(DATA TO USE)
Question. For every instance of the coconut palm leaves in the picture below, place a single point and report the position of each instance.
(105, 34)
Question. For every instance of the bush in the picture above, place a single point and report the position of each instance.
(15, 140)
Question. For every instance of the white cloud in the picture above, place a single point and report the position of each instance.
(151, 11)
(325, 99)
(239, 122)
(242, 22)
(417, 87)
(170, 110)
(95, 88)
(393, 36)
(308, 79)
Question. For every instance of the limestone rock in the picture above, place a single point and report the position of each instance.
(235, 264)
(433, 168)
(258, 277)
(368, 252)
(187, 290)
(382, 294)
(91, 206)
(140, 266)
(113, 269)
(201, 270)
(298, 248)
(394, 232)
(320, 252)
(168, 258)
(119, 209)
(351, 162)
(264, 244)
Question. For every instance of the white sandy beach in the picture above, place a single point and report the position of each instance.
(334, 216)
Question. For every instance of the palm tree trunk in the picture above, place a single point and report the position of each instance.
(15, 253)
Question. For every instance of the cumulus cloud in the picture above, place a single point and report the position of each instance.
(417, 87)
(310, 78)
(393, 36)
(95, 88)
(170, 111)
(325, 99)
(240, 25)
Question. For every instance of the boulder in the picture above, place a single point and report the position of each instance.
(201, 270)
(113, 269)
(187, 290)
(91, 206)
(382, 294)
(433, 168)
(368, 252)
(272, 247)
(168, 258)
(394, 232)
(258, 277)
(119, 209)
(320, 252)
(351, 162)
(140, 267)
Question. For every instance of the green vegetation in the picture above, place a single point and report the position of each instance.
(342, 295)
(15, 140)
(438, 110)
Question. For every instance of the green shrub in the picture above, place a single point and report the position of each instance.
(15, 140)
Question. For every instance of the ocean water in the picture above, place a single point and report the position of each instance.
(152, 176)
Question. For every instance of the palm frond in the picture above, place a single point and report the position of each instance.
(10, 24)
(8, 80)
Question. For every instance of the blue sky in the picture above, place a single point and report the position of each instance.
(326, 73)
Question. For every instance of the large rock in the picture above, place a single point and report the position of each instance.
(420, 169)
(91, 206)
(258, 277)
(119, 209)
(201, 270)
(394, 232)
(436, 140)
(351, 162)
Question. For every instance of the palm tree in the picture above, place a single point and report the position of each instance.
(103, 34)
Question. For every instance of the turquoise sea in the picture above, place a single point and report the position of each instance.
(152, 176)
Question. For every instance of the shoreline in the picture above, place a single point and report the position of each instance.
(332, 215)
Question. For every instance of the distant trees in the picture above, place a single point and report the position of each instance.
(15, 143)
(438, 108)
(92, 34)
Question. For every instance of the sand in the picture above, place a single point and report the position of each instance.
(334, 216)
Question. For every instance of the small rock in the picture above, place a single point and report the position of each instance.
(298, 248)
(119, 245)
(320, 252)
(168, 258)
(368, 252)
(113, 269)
(End DATA TO USE)
# WORK ITEM
The requested lines run from the one with "Question. For every instance of the small" through the last line of the records. Return them exactly.

# OUTPUT OF THE EXERCISE
Question. For every instance of the small rock in the picture above, place a single point and report the position of each instance.
(298, 248)
(119, 245)
(320, 252)
(168, 258)
(368, 252)
(113, 269)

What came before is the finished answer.